◆ **What is expected**: Show each line in the material below that contains the word "shorts", copied in full.

◆ **Raw records**:
>>>

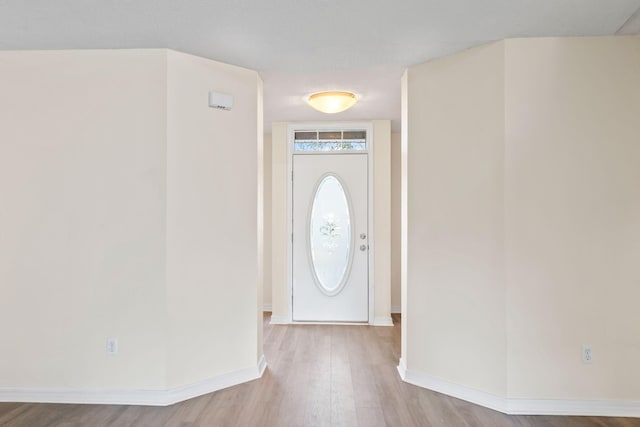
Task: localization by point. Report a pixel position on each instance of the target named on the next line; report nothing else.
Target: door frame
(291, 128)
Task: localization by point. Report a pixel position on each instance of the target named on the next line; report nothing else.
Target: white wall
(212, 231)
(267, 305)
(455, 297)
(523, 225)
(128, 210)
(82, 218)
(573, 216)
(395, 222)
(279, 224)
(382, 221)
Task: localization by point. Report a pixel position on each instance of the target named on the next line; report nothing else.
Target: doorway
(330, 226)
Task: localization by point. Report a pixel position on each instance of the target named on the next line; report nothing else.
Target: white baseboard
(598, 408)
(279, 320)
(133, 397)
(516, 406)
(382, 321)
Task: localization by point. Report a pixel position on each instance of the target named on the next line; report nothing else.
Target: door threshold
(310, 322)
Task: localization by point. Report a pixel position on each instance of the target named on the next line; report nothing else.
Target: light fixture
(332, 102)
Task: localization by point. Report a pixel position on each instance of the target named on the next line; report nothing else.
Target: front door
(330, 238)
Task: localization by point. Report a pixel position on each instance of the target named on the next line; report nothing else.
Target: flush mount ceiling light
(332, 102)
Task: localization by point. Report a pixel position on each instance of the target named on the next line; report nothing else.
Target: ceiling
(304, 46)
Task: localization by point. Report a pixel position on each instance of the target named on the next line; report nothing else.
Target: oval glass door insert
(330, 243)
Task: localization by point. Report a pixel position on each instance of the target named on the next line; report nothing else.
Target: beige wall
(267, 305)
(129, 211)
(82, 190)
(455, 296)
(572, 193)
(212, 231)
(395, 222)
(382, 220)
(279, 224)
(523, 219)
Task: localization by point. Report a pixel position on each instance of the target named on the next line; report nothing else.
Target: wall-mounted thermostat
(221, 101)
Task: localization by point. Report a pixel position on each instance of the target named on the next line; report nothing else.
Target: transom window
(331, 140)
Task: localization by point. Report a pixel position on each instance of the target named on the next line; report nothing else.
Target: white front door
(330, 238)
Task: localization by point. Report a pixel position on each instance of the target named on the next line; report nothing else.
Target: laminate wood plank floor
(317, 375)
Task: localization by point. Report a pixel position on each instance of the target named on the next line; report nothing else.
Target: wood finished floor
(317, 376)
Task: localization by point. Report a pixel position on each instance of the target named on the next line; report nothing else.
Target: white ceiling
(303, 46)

<<<
>>>

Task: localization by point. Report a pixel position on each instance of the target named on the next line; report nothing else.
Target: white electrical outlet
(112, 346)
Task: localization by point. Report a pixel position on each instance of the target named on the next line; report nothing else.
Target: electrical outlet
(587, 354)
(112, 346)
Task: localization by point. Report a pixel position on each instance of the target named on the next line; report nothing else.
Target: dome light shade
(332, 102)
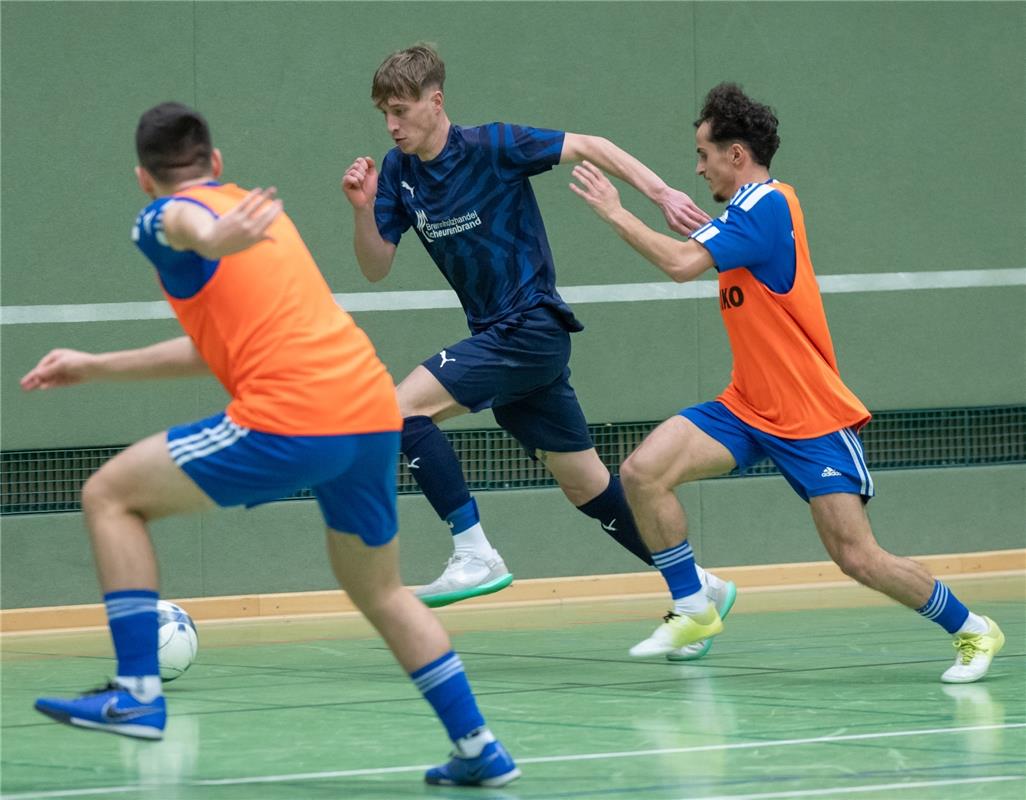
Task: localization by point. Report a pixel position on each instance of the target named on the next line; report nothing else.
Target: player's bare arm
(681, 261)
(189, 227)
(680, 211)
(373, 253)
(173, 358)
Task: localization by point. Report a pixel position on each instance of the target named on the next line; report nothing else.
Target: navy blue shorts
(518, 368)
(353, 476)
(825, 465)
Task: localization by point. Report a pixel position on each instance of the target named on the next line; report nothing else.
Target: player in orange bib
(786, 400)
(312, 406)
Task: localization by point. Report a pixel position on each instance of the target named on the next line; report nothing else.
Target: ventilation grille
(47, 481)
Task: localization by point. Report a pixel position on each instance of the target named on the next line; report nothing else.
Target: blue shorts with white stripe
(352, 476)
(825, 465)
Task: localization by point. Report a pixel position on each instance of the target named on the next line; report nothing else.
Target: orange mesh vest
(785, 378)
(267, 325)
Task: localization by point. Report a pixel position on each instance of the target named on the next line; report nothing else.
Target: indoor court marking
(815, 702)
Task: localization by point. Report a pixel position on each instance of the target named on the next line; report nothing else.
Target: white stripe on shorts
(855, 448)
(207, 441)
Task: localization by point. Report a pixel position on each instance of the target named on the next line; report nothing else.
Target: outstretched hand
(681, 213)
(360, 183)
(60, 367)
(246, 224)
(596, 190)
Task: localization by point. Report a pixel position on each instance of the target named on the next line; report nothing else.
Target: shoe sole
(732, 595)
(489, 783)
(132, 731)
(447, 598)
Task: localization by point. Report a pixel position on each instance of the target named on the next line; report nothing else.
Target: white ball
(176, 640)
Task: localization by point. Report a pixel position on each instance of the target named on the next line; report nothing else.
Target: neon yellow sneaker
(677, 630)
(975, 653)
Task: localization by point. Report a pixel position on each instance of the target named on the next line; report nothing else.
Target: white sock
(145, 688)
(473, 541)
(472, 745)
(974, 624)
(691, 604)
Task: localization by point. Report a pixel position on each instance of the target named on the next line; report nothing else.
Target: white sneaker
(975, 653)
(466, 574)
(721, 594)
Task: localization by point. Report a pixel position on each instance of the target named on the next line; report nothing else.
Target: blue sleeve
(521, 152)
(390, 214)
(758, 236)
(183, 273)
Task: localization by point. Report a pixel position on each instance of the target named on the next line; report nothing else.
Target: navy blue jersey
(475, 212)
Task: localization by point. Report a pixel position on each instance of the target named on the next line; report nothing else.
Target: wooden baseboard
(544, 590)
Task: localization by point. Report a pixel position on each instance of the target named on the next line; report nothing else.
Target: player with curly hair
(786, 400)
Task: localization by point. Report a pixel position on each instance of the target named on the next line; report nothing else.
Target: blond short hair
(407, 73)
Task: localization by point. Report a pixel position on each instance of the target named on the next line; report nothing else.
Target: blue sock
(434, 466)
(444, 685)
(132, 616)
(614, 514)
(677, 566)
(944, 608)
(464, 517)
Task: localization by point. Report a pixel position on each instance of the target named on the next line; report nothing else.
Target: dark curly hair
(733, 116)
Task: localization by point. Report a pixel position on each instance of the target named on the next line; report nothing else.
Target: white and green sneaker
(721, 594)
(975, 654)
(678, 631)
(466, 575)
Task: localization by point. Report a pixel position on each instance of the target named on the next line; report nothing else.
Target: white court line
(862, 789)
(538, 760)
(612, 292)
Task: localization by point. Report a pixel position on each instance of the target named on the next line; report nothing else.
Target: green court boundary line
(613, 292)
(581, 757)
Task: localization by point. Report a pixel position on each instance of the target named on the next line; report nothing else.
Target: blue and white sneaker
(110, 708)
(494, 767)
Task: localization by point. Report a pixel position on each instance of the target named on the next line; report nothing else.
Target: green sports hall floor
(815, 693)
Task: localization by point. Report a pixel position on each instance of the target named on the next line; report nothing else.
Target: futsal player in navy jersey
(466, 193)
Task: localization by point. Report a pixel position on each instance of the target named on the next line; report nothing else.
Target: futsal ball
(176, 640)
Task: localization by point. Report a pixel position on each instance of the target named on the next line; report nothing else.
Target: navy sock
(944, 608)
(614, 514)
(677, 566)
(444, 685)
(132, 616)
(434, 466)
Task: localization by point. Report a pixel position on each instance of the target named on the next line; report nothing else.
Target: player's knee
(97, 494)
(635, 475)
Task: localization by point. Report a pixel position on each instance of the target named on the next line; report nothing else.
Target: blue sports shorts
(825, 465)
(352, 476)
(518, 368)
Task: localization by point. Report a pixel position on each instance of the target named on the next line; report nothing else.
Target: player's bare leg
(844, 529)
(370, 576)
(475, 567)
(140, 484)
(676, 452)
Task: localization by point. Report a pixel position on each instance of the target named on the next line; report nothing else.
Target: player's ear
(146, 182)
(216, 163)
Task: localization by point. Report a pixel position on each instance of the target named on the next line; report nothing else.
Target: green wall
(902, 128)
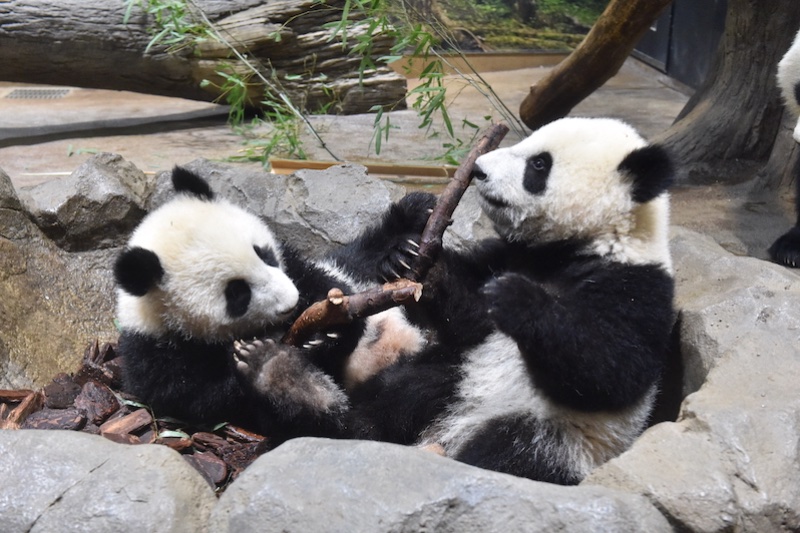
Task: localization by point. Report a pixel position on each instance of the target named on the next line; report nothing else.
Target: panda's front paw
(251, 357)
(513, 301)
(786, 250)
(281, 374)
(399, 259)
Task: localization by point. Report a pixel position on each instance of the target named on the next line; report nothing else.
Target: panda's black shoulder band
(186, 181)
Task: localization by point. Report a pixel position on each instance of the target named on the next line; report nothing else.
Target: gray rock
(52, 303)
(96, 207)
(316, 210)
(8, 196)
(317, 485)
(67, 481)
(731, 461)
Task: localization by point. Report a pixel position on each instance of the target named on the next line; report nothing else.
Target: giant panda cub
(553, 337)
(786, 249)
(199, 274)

<<<
>>>

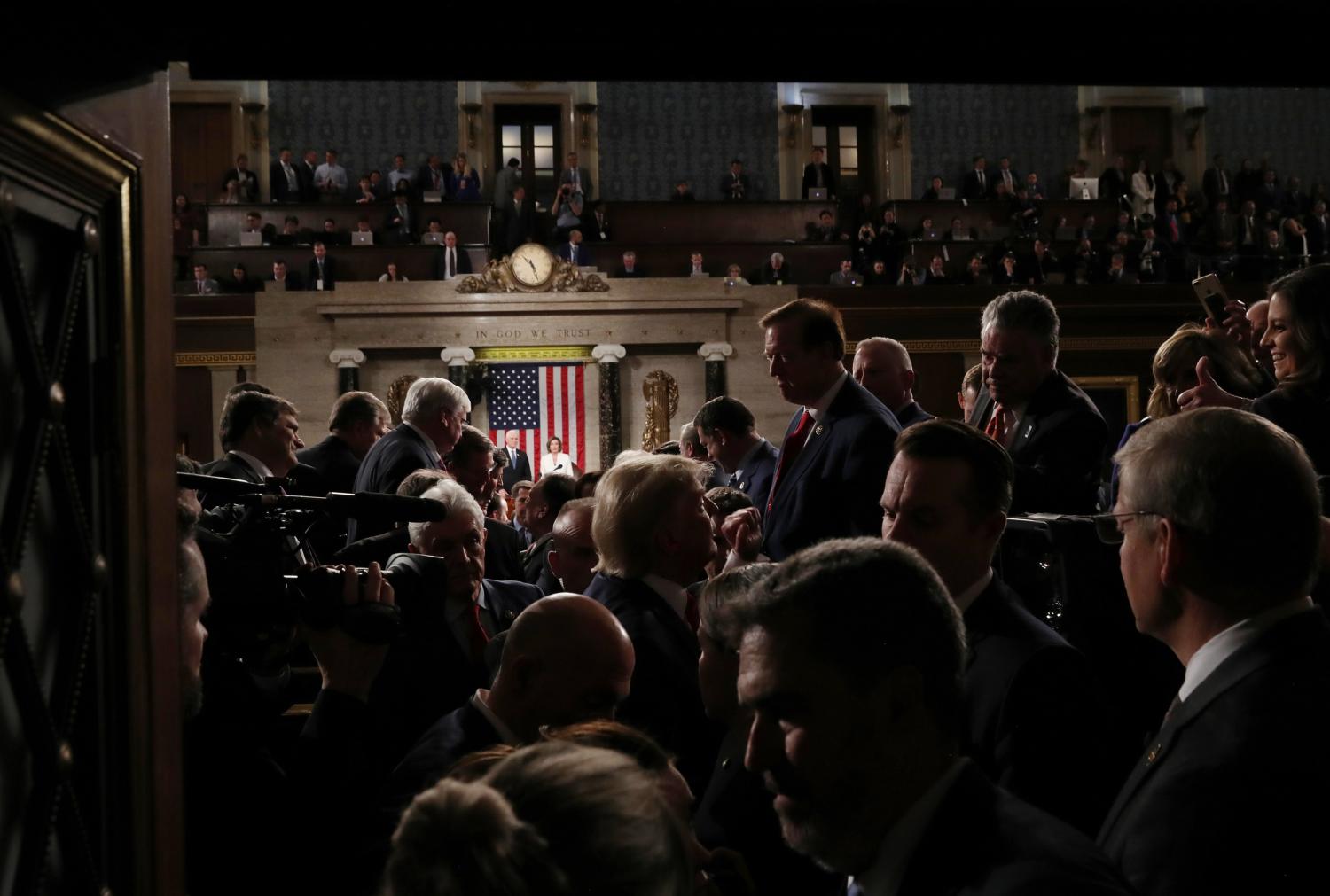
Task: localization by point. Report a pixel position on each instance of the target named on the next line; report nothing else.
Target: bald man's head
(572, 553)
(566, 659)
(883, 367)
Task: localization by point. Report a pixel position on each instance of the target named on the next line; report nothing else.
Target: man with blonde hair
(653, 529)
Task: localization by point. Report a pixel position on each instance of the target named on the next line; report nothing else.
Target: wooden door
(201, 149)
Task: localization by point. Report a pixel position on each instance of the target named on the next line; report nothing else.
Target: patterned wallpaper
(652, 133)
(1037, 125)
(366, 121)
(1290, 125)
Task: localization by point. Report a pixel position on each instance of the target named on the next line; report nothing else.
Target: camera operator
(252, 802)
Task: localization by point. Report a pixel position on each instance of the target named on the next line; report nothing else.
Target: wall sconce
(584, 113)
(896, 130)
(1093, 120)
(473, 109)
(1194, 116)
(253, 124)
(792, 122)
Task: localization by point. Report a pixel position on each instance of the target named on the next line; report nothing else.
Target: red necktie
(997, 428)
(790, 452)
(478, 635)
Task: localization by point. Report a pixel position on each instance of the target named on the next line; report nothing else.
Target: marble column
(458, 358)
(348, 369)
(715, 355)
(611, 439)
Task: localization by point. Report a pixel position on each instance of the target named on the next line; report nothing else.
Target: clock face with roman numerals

<<<

◆ **Solution below**:
Target: navy blue shorts
Target: blue shorts with white stripe
Target: white stripe on shorts
Target: blue sports shorts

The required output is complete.